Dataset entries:
-- -- --
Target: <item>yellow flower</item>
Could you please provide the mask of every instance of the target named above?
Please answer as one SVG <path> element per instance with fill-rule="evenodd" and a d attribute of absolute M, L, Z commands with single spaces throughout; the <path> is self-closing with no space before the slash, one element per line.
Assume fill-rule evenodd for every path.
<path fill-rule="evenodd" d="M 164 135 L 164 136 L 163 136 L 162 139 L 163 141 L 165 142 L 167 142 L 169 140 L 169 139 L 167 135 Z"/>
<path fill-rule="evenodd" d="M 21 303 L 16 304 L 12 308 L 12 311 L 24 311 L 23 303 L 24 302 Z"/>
-- -- --
» STATED PROBLEM:
Copy the lines of the records exactly, starting with the first line and ending with the line that contains "Could you please", including that line.

» PROBLEM SOLUTION:
Target: <item>yellow flower</item>
Could you please provide the mask of every instance of the target named above?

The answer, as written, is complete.